Problem description: Reproduce all of the records exactly.

Excerpted records:
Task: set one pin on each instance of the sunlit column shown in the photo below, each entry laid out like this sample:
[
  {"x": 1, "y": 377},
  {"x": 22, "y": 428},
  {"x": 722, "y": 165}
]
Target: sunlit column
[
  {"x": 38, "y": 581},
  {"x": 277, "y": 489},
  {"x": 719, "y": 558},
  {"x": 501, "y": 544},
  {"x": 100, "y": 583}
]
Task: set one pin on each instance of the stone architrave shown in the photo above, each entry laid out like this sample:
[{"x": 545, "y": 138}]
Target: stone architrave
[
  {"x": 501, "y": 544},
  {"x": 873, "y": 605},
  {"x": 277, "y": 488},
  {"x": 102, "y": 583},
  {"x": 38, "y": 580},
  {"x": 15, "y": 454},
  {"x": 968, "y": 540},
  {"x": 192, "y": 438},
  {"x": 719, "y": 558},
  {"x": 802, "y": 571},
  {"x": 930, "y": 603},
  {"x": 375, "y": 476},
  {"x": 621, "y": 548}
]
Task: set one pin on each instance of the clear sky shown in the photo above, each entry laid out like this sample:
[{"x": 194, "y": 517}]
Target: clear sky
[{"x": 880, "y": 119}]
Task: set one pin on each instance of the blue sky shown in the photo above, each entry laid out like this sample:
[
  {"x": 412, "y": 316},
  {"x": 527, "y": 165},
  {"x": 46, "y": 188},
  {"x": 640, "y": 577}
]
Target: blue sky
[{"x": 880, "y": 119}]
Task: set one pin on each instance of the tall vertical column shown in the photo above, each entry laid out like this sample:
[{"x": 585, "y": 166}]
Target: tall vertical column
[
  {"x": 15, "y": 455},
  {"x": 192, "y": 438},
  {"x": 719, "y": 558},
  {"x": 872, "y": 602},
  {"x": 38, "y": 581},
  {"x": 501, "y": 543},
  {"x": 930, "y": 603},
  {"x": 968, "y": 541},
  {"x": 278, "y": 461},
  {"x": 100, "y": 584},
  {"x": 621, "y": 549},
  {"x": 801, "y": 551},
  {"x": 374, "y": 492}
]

Complete output:
Task: set one pin on each instance of the sunlit column shown in the photo below, each entry laid out like this sample:
[
  {"x": 1, "y": 377},
  {"x": 22, "y": 428},
  {"x": 722, "y": 165}
]
Target: sunlit column
[
  {"x": 38, "y": 581},
  {"x": 277, "y": 489},
  {"x": 719, "y": 558},
  {"x": 501, "y": 544},
  {"x": 100, "y": 583}
]
Task: set one pin on each instance of the stone architrave shown in the photo above, each entry laid out like this sample:
[{"x": 545, "y": 138}]
Target: stone architrave
[
  {"x": 501, "y": 544},
  {"x": 873, "y": 605},
  {"x": 277, "y": 488},
  {"x": 102, "y": 583},
  {"x": 38, "y": 580},
  {"x": 15, "y": 454},
  {"x": 968, "y": 540},
  {"x": 192, "y": 438},
  {"x": 719, "y": 558},
  {"x": 802, "y": 571},
  {"x": 930, "y": 603},
  {"x": 375, "y": 476},
  {"x": 621, "y": 548}
]
Task: set one pin on each instance of the clear sky shown in the photo above, each entry laid out like this sample:
[{"x": 194, "y": 517}]
Target: clear sky
[{"x": 880, "y": 119}]
Task: set one pin on each instance of the blue sky shown in the photo above, each entry laid out like this sample:
[
  {"x": 412, "y": 316},
  {"x": 527, "y": 165},
  {"x": 46, "y": 188},
  {"x": 640, "y": 577}
]
Target: blue sky
[{"x": 880, "y": 119}]
Task: set one pin on each instance of the tall vertical column shown in the photo above, each entry laid out like this sample:
[{"x": 585, "y": 166}]
Target: tall vertical column
[
  {"x": 15, "y": 455},
  {"x": 192, "y": 438},
  {"x": 719, "y": 558},
  {"x": 872, "y": 602},
  {"x": 38, "y": 581},
  {"x": 501, "y": 543},
  {"x": 930, "y": 603},
  {"x": 968, "y": 541},
  {"x": 278, "y": 461},
  {"x": 100, "y": 584},
  {"x": 621, "y": 549},
  {"x": 801, "y": 551},
  {"x": 374, "y": 492}
]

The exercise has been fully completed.